[START Page excerpt]

# Peppers. . somthing i never knew



## spaZDaisE04 (Oct 27, 2004)

I went to a pampered chef party, its cooking stuff if noone knows what it is, and the lady made an enchillada ring which was amazeing! She was using a green pepper and a red pepper as a bowl  for the salsa and cream cheese.  anyway she said gett the green pepper with 4 humps because its a girl and the 3 humps is a boy. lol im not sure how they figured this out. lol just something i thought i would pass on


----------



## buckytom (Oct 27, 2004)

wow, this gives a whole new meaning to pinching fruits and veggies to see if they're fresh!!!!!!!!!!!!!!!!  

look at the bumps on that pepper,  whooot whooo!

real peppers have curves...


----------



## wasabi woman (Oct 27, 2004)

Hi!

Not sure about that info on male/female peppers.  Have been gardening for quite a few years and never heard of it. 

"Pepper plants are what we call 'self fruitful'. That means that the male and female parts of the flower occurs on the same bloom.  There are no separate male and female flowers like you have when you grow melons and such."

[END Page excerpt]

Rewrite the pepper thread from "## buckytom (Oct" up to and including "peppers have curves...", putting "ripe" wherever "fresh" appears.

[START Entries supplied]

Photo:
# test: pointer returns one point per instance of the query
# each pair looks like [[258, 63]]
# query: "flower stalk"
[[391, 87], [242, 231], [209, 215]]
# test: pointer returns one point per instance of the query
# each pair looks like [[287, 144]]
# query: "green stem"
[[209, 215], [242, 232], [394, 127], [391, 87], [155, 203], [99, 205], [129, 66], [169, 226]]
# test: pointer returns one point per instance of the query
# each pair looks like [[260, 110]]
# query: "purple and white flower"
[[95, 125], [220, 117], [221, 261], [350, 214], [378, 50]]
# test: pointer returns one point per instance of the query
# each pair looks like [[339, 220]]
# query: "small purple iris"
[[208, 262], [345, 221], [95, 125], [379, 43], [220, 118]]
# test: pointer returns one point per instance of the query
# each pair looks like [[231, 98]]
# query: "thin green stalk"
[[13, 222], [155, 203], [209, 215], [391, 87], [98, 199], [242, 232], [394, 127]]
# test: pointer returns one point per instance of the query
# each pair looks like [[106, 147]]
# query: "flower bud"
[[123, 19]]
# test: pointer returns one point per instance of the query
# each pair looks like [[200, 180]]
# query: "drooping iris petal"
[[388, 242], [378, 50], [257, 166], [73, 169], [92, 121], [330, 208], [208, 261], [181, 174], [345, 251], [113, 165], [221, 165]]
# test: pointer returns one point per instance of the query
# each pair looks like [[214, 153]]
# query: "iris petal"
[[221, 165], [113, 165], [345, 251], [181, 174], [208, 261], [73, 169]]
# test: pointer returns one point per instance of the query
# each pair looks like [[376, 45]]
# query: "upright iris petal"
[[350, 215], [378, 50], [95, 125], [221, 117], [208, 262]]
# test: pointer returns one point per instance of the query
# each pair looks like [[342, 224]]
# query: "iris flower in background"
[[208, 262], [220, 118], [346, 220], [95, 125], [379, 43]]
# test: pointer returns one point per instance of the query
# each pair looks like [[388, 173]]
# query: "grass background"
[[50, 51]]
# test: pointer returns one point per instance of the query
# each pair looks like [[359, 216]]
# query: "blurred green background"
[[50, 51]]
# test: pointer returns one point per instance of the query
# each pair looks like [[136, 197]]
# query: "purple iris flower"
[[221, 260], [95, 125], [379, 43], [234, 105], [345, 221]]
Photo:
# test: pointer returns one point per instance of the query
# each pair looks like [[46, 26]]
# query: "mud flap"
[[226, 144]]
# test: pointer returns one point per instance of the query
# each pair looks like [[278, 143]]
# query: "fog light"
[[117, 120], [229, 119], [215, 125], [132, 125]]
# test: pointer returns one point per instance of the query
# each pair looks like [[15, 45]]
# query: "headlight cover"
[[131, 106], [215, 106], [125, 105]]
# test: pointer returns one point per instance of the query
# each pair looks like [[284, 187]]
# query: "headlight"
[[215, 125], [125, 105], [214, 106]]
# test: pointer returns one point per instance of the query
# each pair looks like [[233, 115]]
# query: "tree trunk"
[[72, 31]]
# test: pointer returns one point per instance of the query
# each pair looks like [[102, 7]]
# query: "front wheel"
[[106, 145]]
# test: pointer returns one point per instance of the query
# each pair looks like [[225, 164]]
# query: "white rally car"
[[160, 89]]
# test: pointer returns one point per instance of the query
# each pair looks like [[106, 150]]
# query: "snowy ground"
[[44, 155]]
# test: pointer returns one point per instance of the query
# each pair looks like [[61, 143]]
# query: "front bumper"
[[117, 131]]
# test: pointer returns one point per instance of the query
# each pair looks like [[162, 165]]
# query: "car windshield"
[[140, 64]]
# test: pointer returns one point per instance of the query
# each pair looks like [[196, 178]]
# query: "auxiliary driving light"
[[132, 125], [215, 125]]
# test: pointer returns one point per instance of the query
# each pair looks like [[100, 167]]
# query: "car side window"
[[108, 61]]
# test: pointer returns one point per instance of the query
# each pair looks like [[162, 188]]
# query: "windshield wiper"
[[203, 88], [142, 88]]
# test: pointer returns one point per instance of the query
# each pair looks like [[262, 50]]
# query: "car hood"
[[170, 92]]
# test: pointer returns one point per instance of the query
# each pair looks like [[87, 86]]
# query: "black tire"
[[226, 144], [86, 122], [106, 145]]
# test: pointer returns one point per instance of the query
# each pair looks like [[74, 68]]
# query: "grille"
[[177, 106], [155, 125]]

[END Entries supplied]

Written solution »
## buckytom (Oct 27, 2004)

wow, this gives a whole new meaning to pinching fruits and veggies to see if they're ripe!!!!!!!!!!!!!!!!  

look at the bumps on that pepper,  whooot whooo!

real peppers have curves...